Can you rewrite the assignment text, beginning at the words "(h) Train the" and stopping after "2008 to 2010).", with "LDA" changed to "QDA" throughout?

* Source text

┌──

Exploratory Data Analysis (EDA) is an essential part of any data science problem as it
provides us insights about the data.
(a) Statistically analyse the dataset by finding the values like mean, median, standard
deviation, count, minimum, maximum.
(b) Check if all the features are numerical values, as we will be finding the distance between
numerical features only. Try to convert the non-numerical values to numerical ones.
(c) Plot the frequency distribution of the 10 features as subplots in a single plot.
There are many times when the training dataset is not refined, which is our job to take care of
before training the model. Null values cause problems in model training as they can be
misleading. In these cases, feature engineering comes into play.
(d) Try to find if there are any null values in the columns.
(e) If you find there are null values, then try to fill those with the median of that feature, as
it can be a good approximation to start training.
Dataset Generation will be the next step, i.e., the division of dataset into training and testing.
This is done to get an idea of model accuracy keeping in mind the problems of overfitting.
(f) Divide the dataset for training and testing. Make sure to set a random state so you don’t
get different data and result each time you run the notebook.
As the features are of different scales, we want to make sure that the contribution should be
equal of each of them. Standard Scaling is a method which will cause all the training columns
to have mean of 0 and a standard deviation of 1.
(g) Perform standard scaling over all the features.
(h) Train the model using different values of K.
(i) Find the test and training errors and accuracy by the model predictions and plot the
errors as K varies.
(j) Find the K value where the error is the least.
(k) Plot a confusion matrix of the final model.
**Q7: In this question we will be using a Stock Market dataset (provided to you). The dataset
contains 1089 weekly returns for 21 years from 1990 to 2010.
(a) Provide some graphical summary of the provided dataset, if any patterns observed
kindly report.
(b) Fit the model using LDA using the training data from 1990 to 2007, with ‘Lag2’ as the
only predictor. Compute the confusion matrix and the correct predictions from the test
data (from 2008 to 2010).
(c) Experiments with different predictors and compute the confusion matrix for the same.
(d) (Optional) Repeat (b) for KNN and Naïve Bayes.

└──

* Supplied entries
┌──

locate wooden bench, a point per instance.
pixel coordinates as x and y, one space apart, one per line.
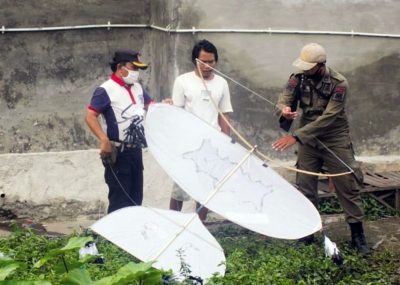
382 186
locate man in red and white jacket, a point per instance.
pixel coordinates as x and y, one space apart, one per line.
121 103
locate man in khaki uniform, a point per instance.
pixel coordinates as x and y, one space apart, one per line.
323 135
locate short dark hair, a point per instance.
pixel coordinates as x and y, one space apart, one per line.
205 46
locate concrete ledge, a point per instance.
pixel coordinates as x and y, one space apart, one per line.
56 185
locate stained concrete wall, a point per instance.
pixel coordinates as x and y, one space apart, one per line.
263 62
47 78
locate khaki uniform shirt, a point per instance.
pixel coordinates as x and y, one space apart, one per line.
323 107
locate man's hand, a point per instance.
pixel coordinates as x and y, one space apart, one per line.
288 114
284 143
105 148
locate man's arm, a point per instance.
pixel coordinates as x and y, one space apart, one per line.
334 108
92 121
287 103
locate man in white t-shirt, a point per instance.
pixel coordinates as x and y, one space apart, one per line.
190 93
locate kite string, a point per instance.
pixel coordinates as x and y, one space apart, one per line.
154 211
248 144
210 196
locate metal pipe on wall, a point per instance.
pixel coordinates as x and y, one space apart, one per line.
194 30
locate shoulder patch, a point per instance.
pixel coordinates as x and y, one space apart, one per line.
339 93
292 83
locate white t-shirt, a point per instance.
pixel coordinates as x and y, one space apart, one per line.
189 92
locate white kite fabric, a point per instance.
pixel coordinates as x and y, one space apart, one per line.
198 157
163 236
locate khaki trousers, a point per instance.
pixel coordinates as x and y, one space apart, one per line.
347 186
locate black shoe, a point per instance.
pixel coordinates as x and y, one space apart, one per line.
358 241
307 240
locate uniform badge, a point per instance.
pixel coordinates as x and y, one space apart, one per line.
292 83
339 93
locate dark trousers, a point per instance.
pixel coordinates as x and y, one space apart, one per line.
128 189
347 187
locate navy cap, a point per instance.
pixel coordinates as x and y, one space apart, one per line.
129 56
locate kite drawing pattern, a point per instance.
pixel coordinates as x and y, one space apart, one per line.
197 156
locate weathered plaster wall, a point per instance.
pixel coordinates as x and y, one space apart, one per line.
47 78
263 62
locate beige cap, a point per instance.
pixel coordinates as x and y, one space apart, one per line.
310 55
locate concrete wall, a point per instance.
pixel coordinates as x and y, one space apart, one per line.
47 78
263 62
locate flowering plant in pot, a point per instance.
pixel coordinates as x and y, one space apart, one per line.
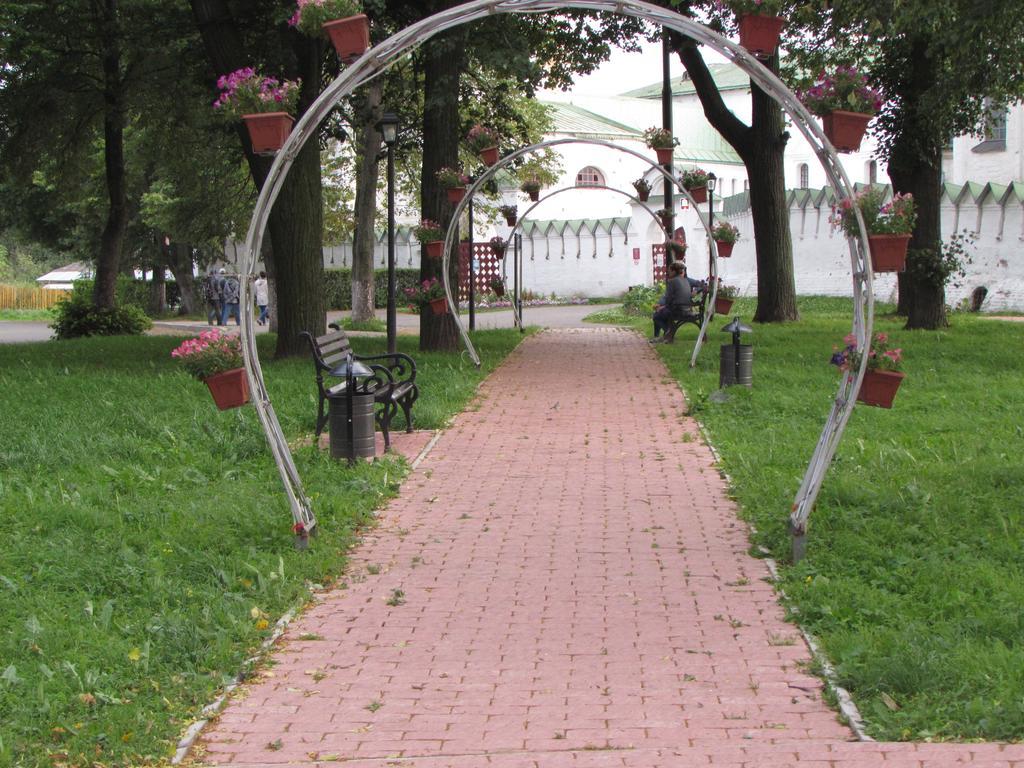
431 237
215 357
642 186
725 237
883 377
430 293
510 213
694 180
662 141
845 102
760 25
484 142
342 20
889 224
264 103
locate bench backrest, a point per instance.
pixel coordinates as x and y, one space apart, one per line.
334 347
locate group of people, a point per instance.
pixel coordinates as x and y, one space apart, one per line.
223 297
678 299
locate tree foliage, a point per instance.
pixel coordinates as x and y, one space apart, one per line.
945 68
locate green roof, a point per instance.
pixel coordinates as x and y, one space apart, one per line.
727 77
585 124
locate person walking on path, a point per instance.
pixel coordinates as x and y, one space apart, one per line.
211 293
262 291
232 295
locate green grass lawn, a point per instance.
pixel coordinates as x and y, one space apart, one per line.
148 547
914 574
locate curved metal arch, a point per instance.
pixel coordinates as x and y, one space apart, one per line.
512 157
387 53
521 221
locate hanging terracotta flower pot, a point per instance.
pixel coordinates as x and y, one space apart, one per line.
350 36
229 389
268 130
845 129
489 155
760 34
888 252
879 387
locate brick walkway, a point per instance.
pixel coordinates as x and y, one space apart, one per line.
537 597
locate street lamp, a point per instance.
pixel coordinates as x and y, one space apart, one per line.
388 127
712 183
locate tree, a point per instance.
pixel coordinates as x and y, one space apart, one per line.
73 72
943 67
762 147
260 36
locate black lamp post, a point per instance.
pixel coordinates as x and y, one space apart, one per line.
388 127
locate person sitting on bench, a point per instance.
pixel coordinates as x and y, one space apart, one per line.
678 300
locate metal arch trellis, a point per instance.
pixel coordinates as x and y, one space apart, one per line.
520 223
510 158
390 51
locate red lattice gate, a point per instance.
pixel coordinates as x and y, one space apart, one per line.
488 266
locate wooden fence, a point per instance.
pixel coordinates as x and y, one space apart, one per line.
29 297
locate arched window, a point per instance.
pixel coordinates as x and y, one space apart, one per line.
590 176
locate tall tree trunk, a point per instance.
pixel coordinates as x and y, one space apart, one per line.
442 62
112 239
158 290
776 284
915 167
296 223
762 147
369 138
179 261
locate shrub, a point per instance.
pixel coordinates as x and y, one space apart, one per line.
76 316
640 300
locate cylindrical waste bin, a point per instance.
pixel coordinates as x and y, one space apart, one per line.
727 366
360 441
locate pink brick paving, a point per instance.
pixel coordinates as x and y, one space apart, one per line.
562 607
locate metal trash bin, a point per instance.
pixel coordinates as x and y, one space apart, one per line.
736 360
727 366
360 440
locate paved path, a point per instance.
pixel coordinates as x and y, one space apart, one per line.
537 597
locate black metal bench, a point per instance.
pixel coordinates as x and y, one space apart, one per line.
695 314
392 383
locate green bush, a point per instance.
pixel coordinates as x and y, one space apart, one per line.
639 300
338 287
77 316
131 291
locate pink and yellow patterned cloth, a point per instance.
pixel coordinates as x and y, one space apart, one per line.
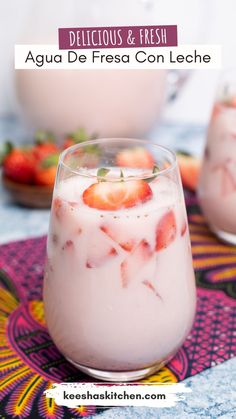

└──

* Written answer
(h) Train the model using different values of K.
(i) Find the test and training errors and accuracy by the model predictions and plot the
errors as K varies.
(j) Find the K value where the error is the least.
(k) Plot a confusion matrix of the final model.
**Q7: In this question we will be using a Stock Market dataset (provided to you). The dataset
contains 1089 weekly returns for 21 years from 1990 to 2010.
(a) Provide some graphical summary of the provided dataset, if any patterns observed
kindly report.
(b) Fit the model using QDA using the training data from 1990 to 2007, with ‘Lag2’ as the
only predictor. Compute the confusion matrix and the correct predictions from the test
data (from 2008 to 2010).